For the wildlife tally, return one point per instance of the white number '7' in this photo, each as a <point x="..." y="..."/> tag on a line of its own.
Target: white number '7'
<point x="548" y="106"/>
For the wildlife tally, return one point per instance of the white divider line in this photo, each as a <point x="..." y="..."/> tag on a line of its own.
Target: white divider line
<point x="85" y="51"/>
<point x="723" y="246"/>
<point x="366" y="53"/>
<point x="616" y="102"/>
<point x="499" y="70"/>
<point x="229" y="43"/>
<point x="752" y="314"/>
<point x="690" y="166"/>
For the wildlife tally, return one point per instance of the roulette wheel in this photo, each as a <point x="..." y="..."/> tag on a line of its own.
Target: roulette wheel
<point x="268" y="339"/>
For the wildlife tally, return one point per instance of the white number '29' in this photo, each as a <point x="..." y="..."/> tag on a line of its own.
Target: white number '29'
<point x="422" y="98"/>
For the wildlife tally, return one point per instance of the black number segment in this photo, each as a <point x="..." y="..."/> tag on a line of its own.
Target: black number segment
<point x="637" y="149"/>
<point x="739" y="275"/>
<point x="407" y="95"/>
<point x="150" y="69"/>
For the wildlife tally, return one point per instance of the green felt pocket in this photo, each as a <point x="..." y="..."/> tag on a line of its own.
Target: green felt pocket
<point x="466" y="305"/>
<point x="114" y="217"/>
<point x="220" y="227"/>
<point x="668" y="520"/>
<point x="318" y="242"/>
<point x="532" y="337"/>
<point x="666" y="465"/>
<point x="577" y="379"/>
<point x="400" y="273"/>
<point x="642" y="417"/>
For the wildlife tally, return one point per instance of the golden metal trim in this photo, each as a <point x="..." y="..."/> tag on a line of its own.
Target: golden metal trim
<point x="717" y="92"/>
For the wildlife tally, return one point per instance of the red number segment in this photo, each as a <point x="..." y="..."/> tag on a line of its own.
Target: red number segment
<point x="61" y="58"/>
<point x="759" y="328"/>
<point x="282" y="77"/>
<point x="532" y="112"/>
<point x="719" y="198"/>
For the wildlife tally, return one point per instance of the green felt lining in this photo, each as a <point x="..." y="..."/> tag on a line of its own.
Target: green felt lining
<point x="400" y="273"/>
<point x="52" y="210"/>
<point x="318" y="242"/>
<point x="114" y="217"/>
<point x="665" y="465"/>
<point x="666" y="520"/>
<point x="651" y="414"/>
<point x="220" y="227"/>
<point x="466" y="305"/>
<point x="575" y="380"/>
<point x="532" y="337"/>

● ● ●

WORK TO COMPLETE: The records above are to be repeated exactly, in their entirety.

ANSWER BOX:
For the wildlife tally, return one point per instance of the white number '7' in this photo, each as a <point x="..." y="..."/> tag on a line of its own.
Target: white number '7'
<point x="548" y="106"/>
For the wildlife tally, return one point per instance of the white divider line in this photo, each as a <point x="..." y="..."/> tag on a line of its own.
Target: white divider line
<point x="85" y="51"/>
<point x="723" y="246"/>
<point x="366" y="53"/>
<point x="616" y="102"/>
<point x="499" y="70"/>
<point x="229" y="43"/>
<point x="752" y="314"/>
<point x="690" y="166"/>
For the wildlife tally, return one point per instance of the roulette wheel in this photo, each as a <point x="..." y="..."/> tag on a line of its own.
Target: roulette wheel
<point x="268" y="339"/>
For the wildlife tally, return one point per instance of the white number '29' in this photo, each as a <point x="..." y="..."/> tag on a line of its own.
Target: white number '29'
<point x="422" y="98"/>
For the wildlife tally, return one point per instance of the black number segment in this photo, each as a <point x="..." y="..."/> tag on a line of its own.
Target: black number segment
<point x="637" y="149"/>
<point x="739" y="275"/>
<point x="407" y="95"/>
<point x="150" y="69"/>
For the wildlife tally, return one point per instance of the green felt pocket in this photo, each as a <point x="..." y="..."/> tag on a line of its own.
Target: green felt pocket
<point x="466" y="305"/>
<point x="114" y="217"/>
<point x="220" y="227"/>
<point x="668" y="520"/>
<point x="318" y="242"/>
<point x="532" y="337"/>
<point x="666" y="465"/>
<point x="577" y="379"/>
<point x="400" y="273"/>
<point x="642" y="417"/>
For the wildlife tally, return one point per instance of the golden metal trim in this photo, each as a <point x="..." y="..."/> tag on a line of its own.
Target: golden metal trim
<point x="717" y="92"/>
For the wildlife tally, return one point per instance of the red number segment in this photo, each as a <point x="..." y="..."/> tag on a line of its own.
Target: red number segment
<point x="61" y="58"/>
<point x="759" y="328"/>
<point x="282" y="77"/>
<point x="532" y="112"/>
<point x="719" y="198"/>
For the wildlife tally, return one point per instance of the green felt lining in this photo, each as a <point x="..." y="..."/> tag on a line of its own.
Target: green felt lining
<point x="400" y="273"/>
<point x="52" y="210"/>
<point x="318" y="242"/>
<point x="114" y="217"/>
<point x="665" y="465"/>
<point x="666" y="520"/>
<point x="651" y="414"/>
<point x="220" y="227"/>
<point x="466" y="305"/>
<point x="575" y="380"/>
<point x="532" y="337"/>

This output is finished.